Directive
Images are not part of the copy; write out the rest of the data exactly as given.

-- -- --

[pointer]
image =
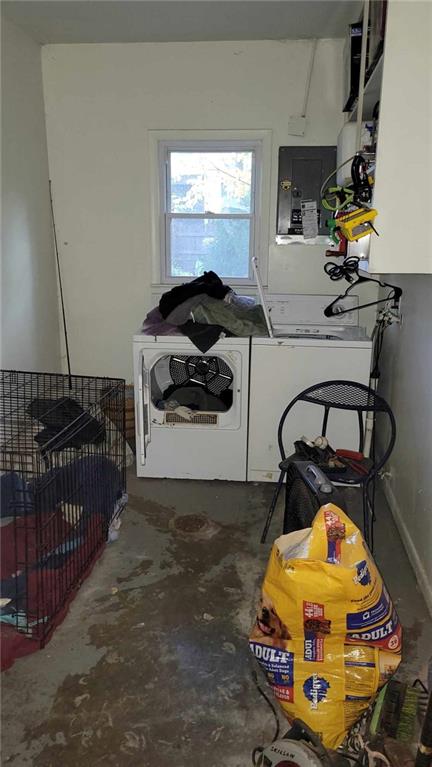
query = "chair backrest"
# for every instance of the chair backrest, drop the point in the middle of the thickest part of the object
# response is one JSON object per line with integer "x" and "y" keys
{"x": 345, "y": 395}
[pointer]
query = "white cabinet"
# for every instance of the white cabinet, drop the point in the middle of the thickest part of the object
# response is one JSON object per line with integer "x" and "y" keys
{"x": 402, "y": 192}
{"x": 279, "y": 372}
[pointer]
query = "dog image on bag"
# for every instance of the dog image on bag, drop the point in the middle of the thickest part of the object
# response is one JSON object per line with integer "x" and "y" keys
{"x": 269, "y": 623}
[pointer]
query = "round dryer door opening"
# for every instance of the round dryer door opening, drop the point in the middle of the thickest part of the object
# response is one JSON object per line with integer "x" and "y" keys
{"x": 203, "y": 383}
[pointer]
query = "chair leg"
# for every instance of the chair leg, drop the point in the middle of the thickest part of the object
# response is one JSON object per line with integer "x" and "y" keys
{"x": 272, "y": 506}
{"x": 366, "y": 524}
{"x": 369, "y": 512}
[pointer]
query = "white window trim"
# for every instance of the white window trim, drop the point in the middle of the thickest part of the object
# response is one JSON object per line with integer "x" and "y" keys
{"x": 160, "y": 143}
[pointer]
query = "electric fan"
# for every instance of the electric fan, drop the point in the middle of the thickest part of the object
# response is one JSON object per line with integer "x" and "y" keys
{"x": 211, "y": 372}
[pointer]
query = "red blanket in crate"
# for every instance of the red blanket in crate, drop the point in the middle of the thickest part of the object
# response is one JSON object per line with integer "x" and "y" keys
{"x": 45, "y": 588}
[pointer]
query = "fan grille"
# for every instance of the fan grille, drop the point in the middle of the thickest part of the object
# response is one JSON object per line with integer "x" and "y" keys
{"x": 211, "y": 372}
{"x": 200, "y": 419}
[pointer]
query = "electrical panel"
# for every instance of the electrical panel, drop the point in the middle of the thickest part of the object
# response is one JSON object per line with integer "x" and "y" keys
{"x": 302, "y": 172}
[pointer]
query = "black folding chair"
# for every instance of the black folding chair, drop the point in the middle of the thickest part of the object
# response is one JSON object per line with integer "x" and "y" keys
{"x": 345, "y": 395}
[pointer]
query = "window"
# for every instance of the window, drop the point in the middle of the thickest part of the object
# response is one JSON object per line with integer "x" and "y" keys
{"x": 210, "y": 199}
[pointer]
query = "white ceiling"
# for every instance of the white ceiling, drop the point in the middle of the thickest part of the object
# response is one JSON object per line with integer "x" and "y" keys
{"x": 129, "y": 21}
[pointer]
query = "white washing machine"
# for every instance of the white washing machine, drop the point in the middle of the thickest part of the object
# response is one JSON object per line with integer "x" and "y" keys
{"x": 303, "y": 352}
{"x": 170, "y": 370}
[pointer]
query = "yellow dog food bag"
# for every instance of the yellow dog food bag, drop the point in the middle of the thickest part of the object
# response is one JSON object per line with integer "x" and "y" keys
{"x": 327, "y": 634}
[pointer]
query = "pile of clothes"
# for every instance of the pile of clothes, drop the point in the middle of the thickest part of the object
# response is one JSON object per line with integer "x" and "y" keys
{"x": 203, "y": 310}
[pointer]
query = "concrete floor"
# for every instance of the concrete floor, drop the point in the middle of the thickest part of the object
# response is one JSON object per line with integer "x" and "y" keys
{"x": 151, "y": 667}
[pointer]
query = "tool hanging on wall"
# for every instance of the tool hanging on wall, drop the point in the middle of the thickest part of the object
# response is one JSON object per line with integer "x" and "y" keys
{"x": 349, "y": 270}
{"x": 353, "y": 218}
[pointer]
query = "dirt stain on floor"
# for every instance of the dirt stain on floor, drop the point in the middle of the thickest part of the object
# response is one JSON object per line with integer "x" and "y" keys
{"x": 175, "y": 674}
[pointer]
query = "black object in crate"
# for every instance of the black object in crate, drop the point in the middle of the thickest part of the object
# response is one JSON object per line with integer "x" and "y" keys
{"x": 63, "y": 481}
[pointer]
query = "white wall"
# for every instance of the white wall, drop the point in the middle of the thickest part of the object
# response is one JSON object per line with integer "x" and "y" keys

-- -- --

Task result
[pointer]
image =
query = "chair backrest"
# for every instance of the chair backrest, drop the point in the middle of the thickest part of the object
# response is one JSON object per line with integer "x" and "y" keys
{"x": 345, "y": 395}
[pointer]
query = "white cabinet"
# for every instance of the white cabinet, drop the point in the middle of the thickest part of the object
# response is one JSON object per line with integer "x" and "y" keys
{"x": 402, "y": 192}
{"x": 279, "y": 372}
[pointer]
query = "dog image on bag"
# for every instance of the dog image on bag, drop the point in the middle of the thickest part of the object
# response is one JSON object per line with integer "x" and "y" keys
{"x": 269, "y": 623}
[pointer]
query = "round dryer door opening"
# for every instance of the round dryer door opening, drop the point in the middle of the thickest part of the object
# response is one JSON object per line with integer "x" and "y" keys
{"x": 203, "y": 383}
[pointer]
query = "chair leg"
# for every instance of the chair leg, drop the point in the middle of the thickest part of the object
# response is one JSON object per line with integer "x" and "y" keys
{"x": 272, "y": 506}
{"x": 366, "y": 524}
{"x": 369, "y": 512}
[pointer]
query = "white window trim"
# for every instance of the white window trim, drop the point in the middle of the thickest part of the object
# response is one JSON object per line with integer "x" and "y" keys
{"x": 160, "y": 143}
[pointer]
query = "electric fan"
# for every instance of the electric fan, drop the point in the middle of the thickest part of the object
# response is one JSON object per line with integer "x" and "y" keys
{"x": 211, "y": 372}
[pointer]
query = "red blanket in crate"
# for every instance of the red blanket in crate, drop the point in the middle of the thickest part of the object
# response is one JSON object per line with integer "x" and "y" keys
{"x": 45, "y": 588}
[pointer]
query = "fan grille"
# for every instance of the fan grille, drop the point in the middle of the thickest part of the object
# response is one JSON object per line with integer "x" and "y" keys
{"x": 211, "y": 372}
{"x": 200, "y": 419}
[pointer]
query = "electrical panel"
# for every instance of the electrical panel, drop the point in the middle of the thickest part of the object
# response is one JSON object per line with integer "x" and "y" keys
{"x": 302, "y": 172}
[pointer]
query = "black folding chair"
# for every instance of the black folding chair, drop the point in the middle of the thickest part of the object
# response is one JSON object per line with integer "x" and "y" keys
{"x": 345, "y": 395}
[pointer]
query = "window"
# for every instance of the window, drop the point in the middle of the thickest part of the object
# response is one JSON object per line with integer "x" and "y" keys
{"x": 210, "y": 199}
[pointer]
query = "white ceiling"
# for every instance of the white ceiling, drop the point in the middle of the thickest part of the object
# response is one JSON object per line with integer "x" and "y" keys
{"x": 129, "y": 21}
[pointer]
query = "white washing machine"
# for every instance of the white washing machine, drop the point in the middle of the thickest part of the object
# response is one JSON object per line with integer "x" and "y" keys
{"x": 303, "y": 352}
{"x": 170, "y": 370}
[pointer]
query = "yellow dog food bag"
# for every instance of the yellow dog food bag, drop the point in the middle of the thickest part of the object
# response is one JSON object per line with integer "x" and "y" keys
{"x": 327, "y": 634}
[pointer]
query = "pile of clothes"
# for every instance of the pile of clothes, drop the point in the middle of the thickest part of the object
# response is one JSON object per line with integer "x" and "y" keys
{"x": 203, "y": 310}
[pointer]
query = "concrete floor"
# for every instance of the concrete floor, drop the point in the middle of the thickest part of the object
# response is one JSON object per line with integer "x" and "y" keys
{"x": 151, "y": 667}
[pointer]
query = "tool hanging on wall"
# for every instance of the tool hanging on wall, drop the point in the middle of the thickest part of the object
# response is one JSON object per line with integer "x" and "y" keys
{"x": 349, "y": 270}
{"x": 353, "y": 218}
[pointer]
query = "dirt stain on floor"
# for every instance of the dirt stain on floor, drop the point in the middle of the thickest part of the object
# response is one JSON object per line with integer "x" and "y" keys
{"x": 175, "y": 674}
[pointer]
query = "black object in crate"
# for every instance of the black object in crate, drop the point in the middle of the thickest part of the object
# response is one JSON object per line with integer "x" and "y" keys
{"x": 63, "y": 481}
[pointer]
query = "white wall"
# for every instance of the white wall, drop the point in the middle of the thickest part of the object
# response is one JSON object per line with integer "x" and "y" keys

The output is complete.